Image location labeling entries:
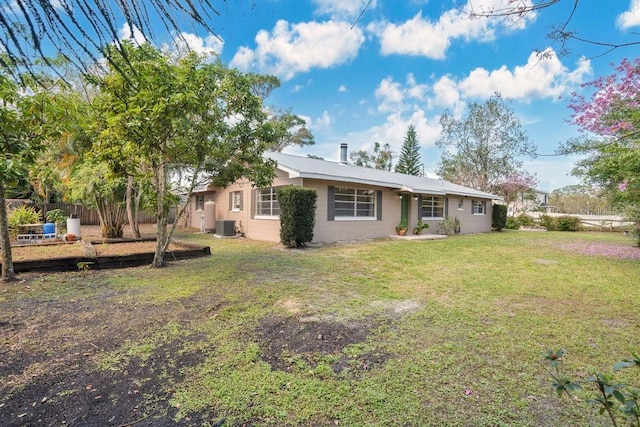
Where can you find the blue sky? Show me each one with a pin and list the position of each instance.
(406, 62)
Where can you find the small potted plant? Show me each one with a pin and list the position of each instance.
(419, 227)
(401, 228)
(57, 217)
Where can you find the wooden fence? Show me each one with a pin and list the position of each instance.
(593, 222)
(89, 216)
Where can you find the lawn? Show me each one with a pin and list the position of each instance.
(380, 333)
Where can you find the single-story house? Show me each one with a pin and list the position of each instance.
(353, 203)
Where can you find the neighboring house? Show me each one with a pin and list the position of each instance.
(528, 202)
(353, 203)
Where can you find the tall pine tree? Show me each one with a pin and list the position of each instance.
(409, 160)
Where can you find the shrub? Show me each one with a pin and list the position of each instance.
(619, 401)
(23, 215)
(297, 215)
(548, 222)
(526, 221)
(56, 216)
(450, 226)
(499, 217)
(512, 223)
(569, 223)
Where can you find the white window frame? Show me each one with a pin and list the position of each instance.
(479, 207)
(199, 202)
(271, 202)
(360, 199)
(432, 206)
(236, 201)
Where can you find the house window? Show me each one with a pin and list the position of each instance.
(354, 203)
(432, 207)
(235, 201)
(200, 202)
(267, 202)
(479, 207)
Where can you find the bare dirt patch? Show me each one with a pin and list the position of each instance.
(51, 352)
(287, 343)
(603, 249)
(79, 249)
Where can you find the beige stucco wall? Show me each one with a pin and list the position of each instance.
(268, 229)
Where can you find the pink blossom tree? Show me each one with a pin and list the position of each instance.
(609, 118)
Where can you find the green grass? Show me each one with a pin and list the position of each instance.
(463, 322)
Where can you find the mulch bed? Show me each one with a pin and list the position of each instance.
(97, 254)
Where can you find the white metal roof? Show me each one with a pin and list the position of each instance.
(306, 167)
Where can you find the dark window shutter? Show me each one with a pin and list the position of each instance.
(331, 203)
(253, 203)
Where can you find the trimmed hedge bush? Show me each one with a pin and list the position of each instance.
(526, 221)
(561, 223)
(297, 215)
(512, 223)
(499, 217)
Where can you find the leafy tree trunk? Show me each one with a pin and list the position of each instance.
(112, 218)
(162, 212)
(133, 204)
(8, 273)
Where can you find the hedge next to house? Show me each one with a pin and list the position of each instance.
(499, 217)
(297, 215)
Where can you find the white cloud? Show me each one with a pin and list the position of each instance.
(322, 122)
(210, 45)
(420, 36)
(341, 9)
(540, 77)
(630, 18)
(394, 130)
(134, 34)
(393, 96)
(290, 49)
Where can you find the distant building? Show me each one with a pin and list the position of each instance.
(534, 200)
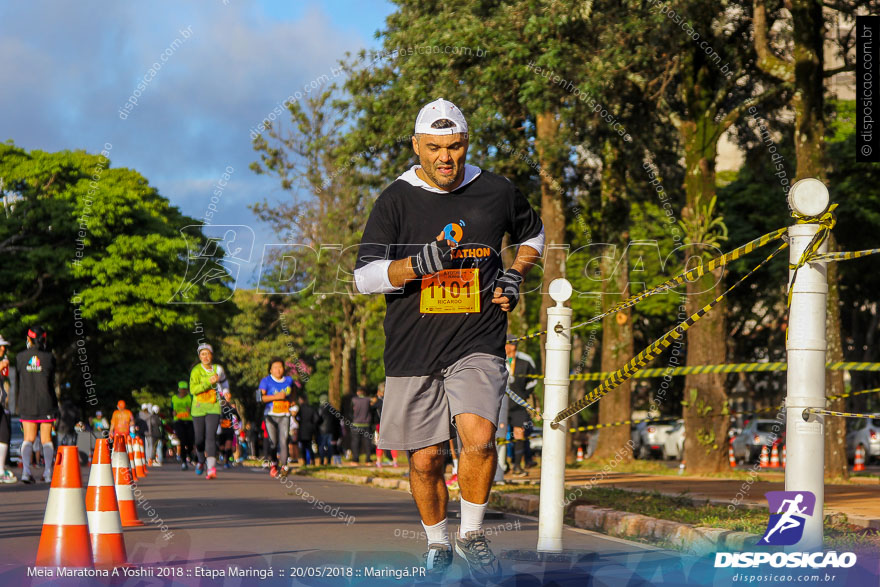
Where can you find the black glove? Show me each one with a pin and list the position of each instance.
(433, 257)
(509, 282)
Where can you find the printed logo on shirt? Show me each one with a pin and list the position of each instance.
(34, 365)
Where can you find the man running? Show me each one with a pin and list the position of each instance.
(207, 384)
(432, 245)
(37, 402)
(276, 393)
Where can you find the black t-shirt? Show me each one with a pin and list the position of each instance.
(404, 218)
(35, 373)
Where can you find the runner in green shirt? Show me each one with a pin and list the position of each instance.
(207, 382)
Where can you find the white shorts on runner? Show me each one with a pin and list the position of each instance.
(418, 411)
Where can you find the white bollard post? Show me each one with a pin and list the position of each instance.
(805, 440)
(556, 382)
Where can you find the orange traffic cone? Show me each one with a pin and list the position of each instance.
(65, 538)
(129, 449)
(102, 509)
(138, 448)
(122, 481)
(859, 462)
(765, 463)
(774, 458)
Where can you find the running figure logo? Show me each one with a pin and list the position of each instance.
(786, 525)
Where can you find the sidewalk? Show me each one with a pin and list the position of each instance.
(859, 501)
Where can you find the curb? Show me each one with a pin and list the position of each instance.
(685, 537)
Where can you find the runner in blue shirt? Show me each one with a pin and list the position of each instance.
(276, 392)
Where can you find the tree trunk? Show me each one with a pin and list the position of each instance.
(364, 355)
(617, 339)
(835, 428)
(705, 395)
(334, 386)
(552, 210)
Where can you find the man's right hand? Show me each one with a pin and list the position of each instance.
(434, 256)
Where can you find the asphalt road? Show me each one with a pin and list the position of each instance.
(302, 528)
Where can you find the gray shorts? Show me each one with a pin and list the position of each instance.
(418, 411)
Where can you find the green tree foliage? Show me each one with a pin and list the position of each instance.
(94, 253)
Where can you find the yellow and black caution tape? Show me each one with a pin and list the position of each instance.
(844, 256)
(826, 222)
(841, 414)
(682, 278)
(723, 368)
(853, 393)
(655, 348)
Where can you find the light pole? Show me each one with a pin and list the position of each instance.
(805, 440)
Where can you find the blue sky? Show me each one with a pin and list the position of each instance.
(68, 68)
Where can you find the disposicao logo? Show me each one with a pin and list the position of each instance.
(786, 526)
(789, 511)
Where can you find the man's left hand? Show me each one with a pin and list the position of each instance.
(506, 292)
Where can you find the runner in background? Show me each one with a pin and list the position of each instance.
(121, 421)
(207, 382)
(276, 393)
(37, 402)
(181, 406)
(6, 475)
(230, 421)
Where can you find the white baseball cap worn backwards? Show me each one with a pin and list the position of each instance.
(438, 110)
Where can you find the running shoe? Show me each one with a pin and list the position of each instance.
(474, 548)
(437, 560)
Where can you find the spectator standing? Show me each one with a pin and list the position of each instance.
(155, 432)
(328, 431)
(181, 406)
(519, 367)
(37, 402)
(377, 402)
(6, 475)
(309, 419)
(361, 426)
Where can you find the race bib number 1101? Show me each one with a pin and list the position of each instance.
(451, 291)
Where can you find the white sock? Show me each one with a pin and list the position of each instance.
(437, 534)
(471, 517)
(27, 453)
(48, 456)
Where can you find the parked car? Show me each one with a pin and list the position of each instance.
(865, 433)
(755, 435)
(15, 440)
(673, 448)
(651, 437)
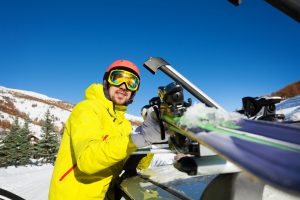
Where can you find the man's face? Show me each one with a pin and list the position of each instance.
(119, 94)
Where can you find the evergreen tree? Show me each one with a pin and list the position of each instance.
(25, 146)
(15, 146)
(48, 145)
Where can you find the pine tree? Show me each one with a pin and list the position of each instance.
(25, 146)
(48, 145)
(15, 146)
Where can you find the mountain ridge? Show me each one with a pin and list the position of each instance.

▶ **PROBLEM**
Please copy the records above word for word, leaving out the pictures.

▶ **TASK ANSWER**
Where can you find the blue sky? Show me each one with a pin and list the position of each instance.
(406, 62)
Where can you find the small potted plant? Show me each one with a pin and list the position of each instance.
(419, 227)
(401, 228)
(57, 217)
Where can you find the wooden fence? Show me each one with a pin and list the position of each instance.
(593, 222)
(89, 216)
Where can you find the lawn? Show me each one with a pin and list the position of each instance.
(380, 333)
Where can you find the single-story house? Show me each one with a pin and list the position of each instance.
(353, 203)
Where can you find the neighboring house? Show me each one with a pin and list the position of each instance.
(528, 202)
(353, 203)
Where can you find the tall pine tree? Show me each one with a pin and list the position of each instance.
(409, 160)
Where can you find the shrub? Show me each one with a pin and list the position of each instance.
(619, 401)
(23, 215)
(297, 215)
(548, 222)
(526, 221)
(56, 216)
(450, 226)
(499, 217)
(512, 223)
(569, 223)
Where can you find the white window frame? Show me each one with a pin and list the position of each instance.
(479, 207)
(199, 202)
(271, 202)
(360, 199)
(432, 206)
(236, 201)
Where can you find the house window? Show me each one with a pin and list the position of each instance.
(354, 203)
(432, 207)
(235, 201)
(200, 202)
(267, 202)
(479, 207)
Where can you find the bare dirt patch? Show me each one with a pin and list the position of each instance.
(51, 352)
(287, 343)
(603, 249)
(79, 249)
Where can you find the beige stucco wall? Show me each one with a pin and list the position of each instance.
(268, 229)
Where can you find the pink blossom tree? Show me each one with a pin and list the position of each instance.
(609, 118)
Where can you find the green grass? Show me each one with a pin and list the position of each instance.
(463, 322)
Where can you find the mulch bed? Show me each one with a pin and list the position of each instance.
(97, 254)
Where can you find the white metal roof? Show me each one with a pin and list the position of each instance.
(306, 167)
Where can you find the dark window shutter? Show me each one with a pin and list the position of each instance.
(331, 203)
(253, 203)
Where can you find the trimmed hedge bush? Show me each one with a pin and list the position of each instance.
(526, 221)
(561, 223)
(297, 215)
(512, 223)
(499, 217)
Where can you find the leafy tree trunk? Show me each one with a pin and list the position of each instance.
(112, 218)
(162, 212)
(133, 204)
(8, 273)
Where can you find the hedge next to house? Show me each one with a pin and list the position of each instance.
(499, 217)
(297, 215)
Where can you find the white cloud? Show me each one with a pin and list the position of each instance.
(322, 122)
(210, 45)
(420, 36)
(341, 9)
(540, 77)
(630, 18)
(394, 130)
(134, 34)
(393, 96)
(290, 49)
Where can you find the distant building? Show me each one with a pin and list the position of each instance.
(534, 200)
Where can you find the black glove? Show me each one with a pin and list the position of each instance.
(433, 257)
(509, 282)
Where can you find the printed logo on shirt? Show me each one with a pin and list the position of each instance.
(34, 365)
Where can you find the man running? Show me each one with a pin and list the position of each instance.
(207, 384)
(432, 245)
(37, 402)
(276, 393)
Where can you find the black t-shirt? Show me each one with a pin and list the position of each instance.
(404, 218)
(35, 373)
Where can you find the runner in green shirt? Show me each one with a pin and list the position of each instance.
(207, 382)
Where can you find the white shorts on runner? Show me each one with a pin and list the position of each instance.
(418, 411)
Where can you find the white bollard post? Show me each one with a pin and list the position of each instance.
(805, 440)
(556, 382)
Where can you find the orange traffic cone? Show me each one with a pin and list the position of each instance.
(65, 538)
(129, 449)
(102, 509)
(138, 448)
(122, 481)
(859, 462)
(765, 463)
(774, 458)
Where can you find the running figure logo? Show me each one with a pin and list the position of each instance.
(786, 525)
Where can you find the sidewalk? Show me each one with a pin and list the position of each instance.
(859, 501)
Where can you find the curb? Show me each one with a pin and list the position of each instance.
(685, 537)
Where can you find the runner in blue shirt? Show me each one with a pin and list the position of each instance.
(276, 392)
Where can you find the tree trunk? Show me each one with a pin and list the position of each instance.
(364, 355)
(617, 339)
(835, 428)
(705, 395)
(334, 386)
(552, 210)
Where can you find the man's right hand? Show me each one with a pin and list the position of each instance.
(434, 256)
Where can you find the asphalt road? Show me each one with a pin and list the position of each instance.
(302, 528)
Where can you find the gray shorts? Show me each one with a pin and list the position of each instance.
(418, 411)
Where can you find the green tree foliage? Show me each one with a pin and list the position of each instance.
(94, 253)
Where can you find the yellow and black caution tape? Show me each one with a pin and list the position of each instance.
(844, 256)
(826, 222)
(841, 414)
(682, 278)
(723, 368)
(853, 393)
(655, 348)
Where can you find the light pole? Show me each one with a pin and list the position of each instance.
(805, 440)
Where can you find the blue sky? Show me each one with a pin and list the position of each instance.
(68, 68)
Where can you find the disposicao logo? Show me each one with a pin and list the position of each instance.
(786, 526)
(789, 511)
Where can you find the man's left hand? Show me each one with a pin and list the position of each instance.
(506, 292)
Where can you find the runner in background? Show me each one with a pin and list the position of each instance.
(121, 421)
(207, 382)
(276, 393)
(37, 402)
(181, 406)
(6, 475)
(230, 421)
Where can you find the white baseball cap worn backwards? Show me each one with a pin and list the position of each instance.
(438, 110)
Where can you find the running shoe? Show me each one with a pin and list the position of each instance.
(474, 548)
(437, 560)
Where can you find the spectator standing? Show me each one with a pin and list the position of each instance.
(155, 432)
(328, 431)
(181, 406)
(519, 367)
(37, 402)
(377, 402)
(6, 475)
(309, 419)
(361, 426)
Where can you find the race bib number 1101? Show me each one with a pin and list the position of each instance.
(451, 291)
Where can you find the white sock? Show me each one with a pin and list the position of each instance.
(437, 534)
(471, 517)
(27, 453)
(48, 456)
Where can you find the parked car? Show me each one with a pin and list the position of each instance.
(865, 433)
(755, 435)
(15, 440)
(673, 448)
(651, 437)
Where can you find the man's face? Show me each one with a pin and list the position of each instance.
(119, 94)
Where can you find the evergreen tree? Show me each one with a pin and list the position of each instance.
(25, 146)
(15, 146)
(48, 145)
Where can you find the pine tree? Show me each one with a pin and list the position of each instance.
(25, 146)
(48, 145)
(15, 146)
Where can you find the mountain ridge? Show me each one with a pin and list the position of each instance.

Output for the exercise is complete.